The data Block Start

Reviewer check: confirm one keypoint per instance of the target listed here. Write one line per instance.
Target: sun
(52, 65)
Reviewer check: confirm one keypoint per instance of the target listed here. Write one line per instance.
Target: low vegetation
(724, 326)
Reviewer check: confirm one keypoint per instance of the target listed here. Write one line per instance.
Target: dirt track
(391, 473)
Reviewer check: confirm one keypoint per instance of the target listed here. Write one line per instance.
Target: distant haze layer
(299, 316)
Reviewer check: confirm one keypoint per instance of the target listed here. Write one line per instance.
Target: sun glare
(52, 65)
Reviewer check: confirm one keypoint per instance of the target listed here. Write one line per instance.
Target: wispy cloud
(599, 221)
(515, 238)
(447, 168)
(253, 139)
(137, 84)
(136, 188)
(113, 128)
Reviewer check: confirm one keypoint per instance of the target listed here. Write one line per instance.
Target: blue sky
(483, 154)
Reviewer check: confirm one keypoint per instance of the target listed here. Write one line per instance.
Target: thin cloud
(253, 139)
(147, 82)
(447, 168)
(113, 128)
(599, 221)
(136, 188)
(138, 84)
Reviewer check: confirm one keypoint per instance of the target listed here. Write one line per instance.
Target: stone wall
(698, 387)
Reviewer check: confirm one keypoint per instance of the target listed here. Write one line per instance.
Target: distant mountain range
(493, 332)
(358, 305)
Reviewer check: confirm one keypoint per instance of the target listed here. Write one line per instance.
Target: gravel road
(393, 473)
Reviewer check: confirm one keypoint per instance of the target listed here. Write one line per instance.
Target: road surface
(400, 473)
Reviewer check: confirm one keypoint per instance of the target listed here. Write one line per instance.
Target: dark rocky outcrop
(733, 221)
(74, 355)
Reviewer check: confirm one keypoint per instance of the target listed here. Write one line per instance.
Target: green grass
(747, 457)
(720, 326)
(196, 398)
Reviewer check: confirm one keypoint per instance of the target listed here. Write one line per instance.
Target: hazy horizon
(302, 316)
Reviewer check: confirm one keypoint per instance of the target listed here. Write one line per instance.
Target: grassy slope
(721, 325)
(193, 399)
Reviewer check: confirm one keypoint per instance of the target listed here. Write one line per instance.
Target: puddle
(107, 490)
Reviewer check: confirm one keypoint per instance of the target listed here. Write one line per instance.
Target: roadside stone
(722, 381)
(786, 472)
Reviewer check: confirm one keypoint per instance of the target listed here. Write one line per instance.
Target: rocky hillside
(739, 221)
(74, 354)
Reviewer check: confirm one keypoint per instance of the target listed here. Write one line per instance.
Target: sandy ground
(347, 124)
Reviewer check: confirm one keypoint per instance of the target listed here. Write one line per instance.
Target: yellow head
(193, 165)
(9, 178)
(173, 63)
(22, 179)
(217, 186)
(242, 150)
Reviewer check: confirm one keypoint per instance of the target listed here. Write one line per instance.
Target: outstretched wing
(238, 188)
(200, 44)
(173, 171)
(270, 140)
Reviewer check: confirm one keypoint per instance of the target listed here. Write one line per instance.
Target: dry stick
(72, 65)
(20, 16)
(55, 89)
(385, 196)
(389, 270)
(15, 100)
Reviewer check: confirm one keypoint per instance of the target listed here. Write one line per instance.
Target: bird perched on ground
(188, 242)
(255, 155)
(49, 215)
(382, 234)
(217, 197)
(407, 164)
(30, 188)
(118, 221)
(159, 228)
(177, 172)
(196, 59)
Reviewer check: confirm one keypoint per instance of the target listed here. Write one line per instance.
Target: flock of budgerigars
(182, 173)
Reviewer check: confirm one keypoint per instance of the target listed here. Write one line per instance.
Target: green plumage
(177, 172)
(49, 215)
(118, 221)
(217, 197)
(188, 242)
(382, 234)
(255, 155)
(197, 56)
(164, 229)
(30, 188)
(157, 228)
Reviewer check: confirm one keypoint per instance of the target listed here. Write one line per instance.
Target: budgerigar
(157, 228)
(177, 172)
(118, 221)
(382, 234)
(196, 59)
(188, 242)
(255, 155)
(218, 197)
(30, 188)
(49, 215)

The data Block End

◆ Work request ◆
Retype the complete listing exactly.

◆ Answer below ◆
Reviewer check: confirm one keypoint per instance of the target listed here. Write one line per instance.
Target: sun
(52, 65)
Reviewer check: confirm one keypoint per instance of the target listed here. Write one line per instance.
Target: low vegetation
(724, 326)
Reviewer check: confirm one keypoint per instance of the target listed here. Write one line per instance.
Target: dirt track
(391, 473)
Reviewer check: confirm one keypoint per instance of the target listed here. Write one line per instance.
Target: distant haze layer
(299, 316)
Reviewer check: confirm one keypoint per instance of the target listed here. Write one line per instance.
Target: sun glare
(52, 65)
Reviewer check: confirm one keypoint per instance of the target listed here. Write one line per instance.
Target: wispy cloud
(599, 221)
(515, 238)
(447, 168)
(253, 139)
(137, 84)
(136, 188)
(113, 128)
Reviewer check: confirm one keypoint per instance of the target listed here. Write one line per instance.
Target: blue sky
(483, 154)
Reviewer check: confirm one keypoint per instance of the target listed here. Write one line per instance.
Target: thin cloud
(253, 139)
(147, 82)
(447, 168)
(113, 128)
(599, 221)
(136, 188)
(138, 84)
Reviewer check: confirm one keypoint per instance of the target listed here. Write one line per instance.
Target: stone wall
(698, 387)
Reviewer check: confirm one keypoint per instance of the target listed here. Write one line per instance.
Target: distant mountain range
(493, 332)
(358, 305)
Reviewer check: confirm one keypoint per instance of the target listed here. Write one line per instance.
Target: gravel road
(393, 473)
Reviewer check: confirm one keypoint per instance of the target listed here. Write one line per instance.
Target: road surface
(400, 473)
Reviewer check: confirm one keypoint per instance of the target listed here. Write one line per instance.
Target: dark rocky outcrop
(733, 221)
(74, 355)
Reviewer check: confirm one keypoint per instance of the target listed here. Write one line per instance.
Target: green grass
(747, 457)
(720, 326)
(196, 398)
Reviewer check: confirm one keypoint per instance of the target listed here. Write one line per instance.
Target: hazy horizon
(302, 316)
Reviewer check: confirm one keypoint per instance of the target listed here. Write one line per instance.
Target: grassy slope
(721, 325)
(193, 399)
Reviewer check: confirm one keypoint per instance of the target listed here. Write one line per instance.
Target: puddle
(107, 490)
Reviewer check: confirm one keypoint per instance of the target listed here. Write one line per instance.
Target: roadside stone
(722, 381)
(786, 472)
Reviewer check: confirm one keypoint per instance of the target listed here. Write one line per instance.
Target: rocky hillside
(739, 221)
(74, 354)
Reviewer check: confirm one keypoint per instance of the target listed here. Write one line per instance.
Target: sandy ground
(347, 124)
Reviewer check: confirm one keypoint per instance of the target listed here. Write one line per instance.
Target: yellow head
(193, 165)
(9, 178)
(173, 63)
(22, 179)
(217, 186)
(242, 150)
Reviewer check: confirm one keypoint per instance of the target listed here. Write one line per instance.
Target: outstretched wing
(238, 188)
(200, 44)
(173, 171)
(270, 140)
Reviewer check: confirm one keypoint per instance of the target listed here. Write one line per instance.
Target: dry stick
(72, 65)
(20, 16)
(55, 89)
(385, 196)
(389, 270)
(15, 100)
Reviewer check: confirm one keypoint per instance of the target listed here. Write one line per instance.
Target: bird perched on ground
(188, 242)
(255, 155)
(49, 215)
(382, 234)
(217, 197)
(407, 164)
(30, 188)
(118, 221)
(159, 228)
(177, 172)
(196, 59)
Reviewer check: confirm one keypoint per instance of the target listed here. Write one line per instance.
Target: flock of budgerigars
(182, 173)
Reviewer check: confirm one keypoint per instance of the target listed here. Write one line per instance.
Target: green plumage
(177, 172)
(49, 215)
(118, 221)
(217, 197)
(188, 242)
(382, 234)
(255, 155)
(197, 56)
(164, 229)
(30, 188)
(157, 228)
Reviewer check: confirm one keypoint per instance of the target listed here. Write one line per instance.
Target: budgerigar
(157, 228)
(177, 172)
(118, 221)
(382, 234)
(196, 59)
(188, 242)
(255, 155)
(218, 197)
(30, 188)
(49, 215)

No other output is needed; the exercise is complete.